* **SET EXERCISE**: Lay out every line of the records below as a numbered list, omitting blank lines and leaving out the pictures.
** BEGIN SUPPLIED MATERIAL **
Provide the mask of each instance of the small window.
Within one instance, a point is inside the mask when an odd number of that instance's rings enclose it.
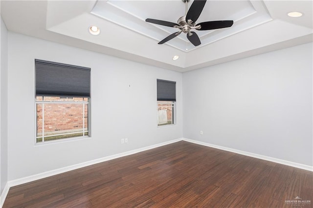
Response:
[[[35,60],[36,143],[90,135],[89,68]]]
[[[176,82],[157,80],[157,126],[175,124]]]
[[[157,102],[157,125],[174,124],[174,101]]]

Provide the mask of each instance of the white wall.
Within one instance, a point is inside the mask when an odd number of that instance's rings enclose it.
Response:
[[[8,181],[7,29],[0,20],[0,195]]]
[[[183,73],[184,137],[312,166],[312,48]]]
[[[8,57],[9,181],[182,137],[181,73],[10,32]],[[35,59],[91,68],[91,138],[35,145]],[[177,82],[176,125],[156,127],[156,79]]]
** END SUPPLIED MATERIAL **
* **SOLUTION**:
1. Provide the mask of each instance of the small window.
2. Within one instance, a point is inside the mask when an odd number of that instance's rings enclose it.
3. Response:
4. [[[35,60],[36,143],[90,135],[89,68]]]
5. [[[176,82],[157,80],[157,126],[175,124]]]
6. [[[157,102],[157,125],[174,124],[174,101]]]
7. Provide the mask of each instance of the white wall.
8. Within one instance, a point is inside the mask when an odd number of that instance's rings enclose it.
9. Response:
10. [[[8,181],[7,29],[0,20],[0,195]]]
11. [[[183,73],[184,137],[312,166],[312,48]]]
12. [[[8,57],[9,181],[182,137],[181,73],[10,32]],[[35,59],[91,68],[91,138],[35,145]],[[177,82],[176,125],[156,127],[156,79]]]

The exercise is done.